— start of Task material —

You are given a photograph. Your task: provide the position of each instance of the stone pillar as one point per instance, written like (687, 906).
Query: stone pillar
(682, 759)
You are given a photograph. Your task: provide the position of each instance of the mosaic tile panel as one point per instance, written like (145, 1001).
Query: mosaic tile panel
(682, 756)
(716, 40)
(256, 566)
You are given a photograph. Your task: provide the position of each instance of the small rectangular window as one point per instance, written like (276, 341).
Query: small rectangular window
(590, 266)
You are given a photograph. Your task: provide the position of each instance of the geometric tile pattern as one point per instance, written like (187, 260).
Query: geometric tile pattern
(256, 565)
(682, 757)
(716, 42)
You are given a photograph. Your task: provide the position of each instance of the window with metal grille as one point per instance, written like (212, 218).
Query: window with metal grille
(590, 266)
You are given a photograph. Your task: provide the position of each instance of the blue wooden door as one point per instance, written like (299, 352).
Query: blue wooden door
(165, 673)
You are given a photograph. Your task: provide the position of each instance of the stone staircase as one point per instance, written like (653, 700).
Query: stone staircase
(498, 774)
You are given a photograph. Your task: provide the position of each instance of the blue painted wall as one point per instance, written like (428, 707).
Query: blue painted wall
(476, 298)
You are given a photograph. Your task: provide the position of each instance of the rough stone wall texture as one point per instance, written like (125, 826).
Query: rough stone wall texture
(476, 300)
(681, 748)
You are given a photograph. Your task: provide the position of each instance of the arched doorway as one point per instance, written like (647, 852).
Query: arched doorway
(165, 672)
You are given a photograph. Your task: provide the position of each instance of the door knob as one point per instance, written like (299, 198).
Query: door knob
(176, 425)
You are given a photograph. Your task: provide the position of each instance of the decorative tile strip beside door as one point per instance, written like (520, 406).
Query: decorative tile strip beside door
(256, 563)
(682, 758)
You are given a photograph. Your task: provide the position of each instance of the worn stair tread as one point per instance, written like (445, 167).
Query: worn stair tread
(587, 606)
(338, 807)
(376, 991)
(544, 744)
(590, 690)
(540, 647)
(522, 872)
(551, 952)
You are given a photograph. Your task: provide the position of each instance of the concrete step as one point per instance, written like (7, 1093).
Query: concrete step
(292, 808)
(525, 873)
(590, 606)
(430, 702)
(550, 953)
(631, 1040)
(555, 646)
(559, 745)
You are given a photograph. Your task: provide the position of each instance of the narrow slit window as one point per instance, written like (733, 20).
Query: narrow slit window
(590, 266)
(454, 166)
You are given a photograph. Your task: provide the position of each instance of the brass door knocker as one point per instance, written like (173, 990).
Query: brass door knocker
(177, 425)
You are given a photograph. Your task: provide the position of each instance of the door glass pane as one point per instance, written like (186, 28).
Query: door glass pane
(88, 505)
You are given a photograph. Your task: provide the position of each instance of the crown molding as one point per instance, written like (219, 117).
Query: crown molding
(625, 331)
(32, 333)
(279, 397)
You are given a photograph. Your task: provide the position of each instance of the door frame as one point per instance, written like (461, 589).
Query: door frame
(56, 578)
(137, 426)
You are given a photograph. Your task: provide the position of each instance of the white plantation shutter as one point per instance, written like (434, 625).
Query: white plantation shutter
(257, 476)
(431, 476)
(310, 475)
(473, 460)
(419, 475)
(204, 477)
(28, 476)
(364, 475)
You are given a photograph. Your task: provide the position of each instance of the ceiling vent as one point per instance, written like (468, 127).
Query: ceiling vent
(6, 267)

— end of Task material —

Format every item above as a two-column CSV with the headers query_text and points, one row per item. Put the item's full text in the first column and its answer in the second, enclosing each field in quotes and replacing line breaks with spaces.

#### [Answer to this task]
query_text,points
"You are given a photograph. Your task: provide the position of each instance of the stone pillar as one point per instance, written like (687, 906). Query: stone pillar","(682, 759)"
"You are given a photograph. Your task: provide the position of each instance of the mosaic tile panel as one point per instance, written like (145, 1001). Query: mosaic tile panel","(682, 756) (716, 40) (256, 566)"
"You are given a photograph. Your task: provide the position of each instance of the small rectangular window as one point per instance, written like (276, 341). Query: small rectangular window","(590, 266)"
"You are given a photograph. Your task: provide the position of each instance of the geometric tile pattern as one point per instance, written like (187, 260). Query: geometric tile pattern","(256, 565) (682, 757) (716, 42)"
"You are given a photograph. Your task: provide the position of each instance of the window with metal grille as one point per instance, written like (212, 218). Query: window with metal grille","(590, 266)"
"You are given a photograph. Your task: provide the position of each instance of the blue wooden door as one point per instance, written like (299, 352). Query: blue wooden door","(165, 673)"
"You are given a photograph. Your task: provide the position of each instance of the stone staircase as one point per instance, written like (653, 700). Query: stone staircase","(498, 774)"
"You are given a photograph. Your task: provide the position of each instance of the blue painted wall as one point per instance, written like (428, 707). Query: blue painted wall","(476, 298)"
"You are given a photograph. Your task: provide the position of each instance of the rough stone wall texture as one point per instance, written like (125, 826). Query: rough stone wall texture","(476, 300) (681, 748)"
"You are given a photograph. Your task: provide the position of each instance of the arched doorway as one point per instance, written like (647, 852). Query: arched doorway","(165, 672)"
"You are given a photograph. Your task: provide the position of each instance of the door knob as one point per instance, written like (299, 198). Query: door knob","(176, 425)"
"You are given a photograph. Your task: provide the position of each instance of the decorative tile strip beside door as one point per instance, written like (520, 406). Query: decorative tile strip beside door","(256, 563) (682, 758)"
"You are given a photograph. Your task: provide the position of each instance of the worn stair tread as one point per instance, written like (445, 167). Query: worn stair tread","(587, 606) (338, 807) (376, 991) (544, 744) (590, 690) (540, 647) (522, 872) (551, 952)"
"You are given a photograph. Your task: provide the position of each instance of the concrete step as one point per instance, written like (7, 1093). Query: concrete step","(292, 808) (525, 873) (590, 606) (430, 702) (550, 953) (631, 1040) (555, 646) (559, 745)"
"You are given a photograph. Your task: provide the position of each instance of the narrow slit window as one point per instance, written like (733, 20). Query: narrow slit window","(590, 266) (454, 166)"
"You are given a photograph. Your task: provide the position of each instance of the brass door knocker as one point per instance, written like (173, 990). Query: brass door knocker","(177, 425)"
"You are given a photograph. Your task: provide the position of each instance of the door glass pane as one point per instance, written like (186, 28). Query: door glass pane","(88, 505)"
"You are given a photograph. Your task: provide the position of each instance of the crown molding as one point per instance, written like (219, 117). Query: crown molding","(625, 331) (32, 333) (279, 397)"
"You are given a photograph. Your task: provide the position of each instance of the door frame as one point per instance, written like (461, 589). Query: door frame","(56, 578) (137, 426)"
"You are given a photograph. Your task: provide the position of each instance of the white plantation shutter as one point per instance, written like (434, 625). Query: white plantation shutter","(257, 476) (431, 476) (310, 475) (473, 460) (419, 475) (204, 477) (28, 476) (364, 475)"
"You are given a photograph. Your task: provide the position of each instance of the ceiling vent as one point per instance, written like (468, 127). Query: ceiling vent","(6, 267)"